*** Data for the task Section Begins ***

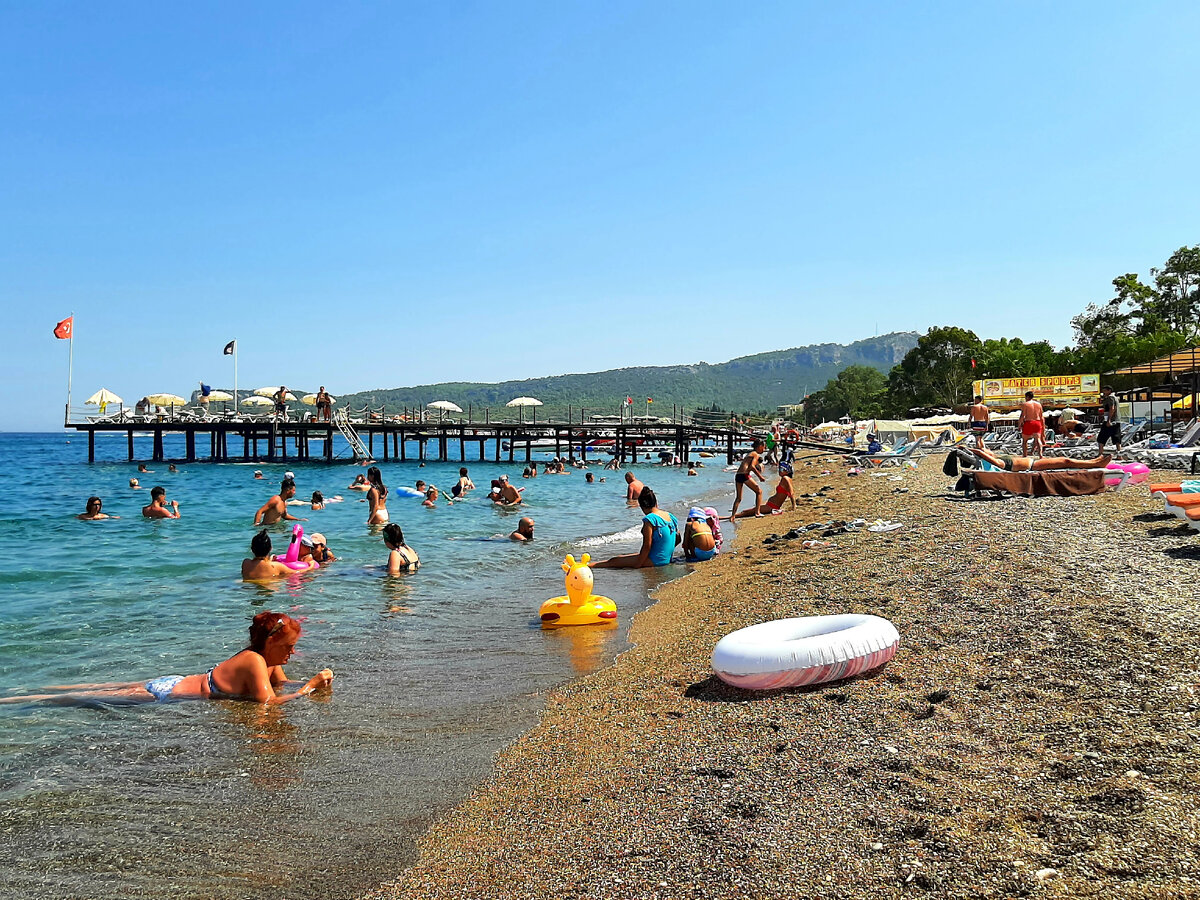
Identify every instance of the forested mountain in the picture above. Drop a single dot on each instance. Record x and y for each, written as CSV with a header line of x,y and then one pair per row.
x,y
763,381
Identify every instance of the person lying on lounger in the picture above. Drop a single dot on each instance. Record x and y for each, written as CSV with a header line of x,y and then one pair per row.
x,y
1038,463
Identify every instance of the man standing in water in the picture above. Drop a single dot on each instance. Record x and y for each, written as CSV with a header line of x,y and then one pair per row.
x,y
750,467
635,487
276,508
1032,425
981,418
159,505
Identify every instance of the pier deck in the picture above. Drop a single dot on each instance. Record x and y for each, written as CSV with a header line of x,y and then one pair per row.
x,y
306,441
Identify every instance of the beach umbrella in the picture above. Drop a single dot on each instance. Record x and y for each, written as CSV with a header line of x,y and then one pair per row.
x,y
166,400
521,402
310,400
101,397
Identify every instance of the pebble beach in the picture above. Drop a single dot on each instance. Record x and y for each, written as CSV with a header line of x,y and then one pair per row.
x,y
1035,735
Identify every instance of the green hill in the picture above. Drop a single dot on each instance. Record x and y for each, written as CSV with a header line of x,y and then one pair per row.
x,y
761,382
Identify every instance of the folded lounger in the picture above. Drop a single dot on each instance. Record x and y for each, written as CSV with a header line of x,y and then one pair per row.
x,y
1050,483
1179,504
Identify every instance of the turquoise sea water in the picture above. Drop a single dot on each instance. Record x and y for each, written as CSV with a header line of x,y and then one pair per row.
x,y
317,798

*** Data for the task Section Ends ***

_Prompt_: Return the line that contains "Identify every instance of the turquoise" along with every line after it through the end of the entries, exactly, adding nothing.

_Task answer_:
Identify every instance of the turquoise sea water in the picture above. Drop a single dot on each instance. Record x and y for each, written as CSV with a header line of x,y and then one pair per row.
x,y
317,798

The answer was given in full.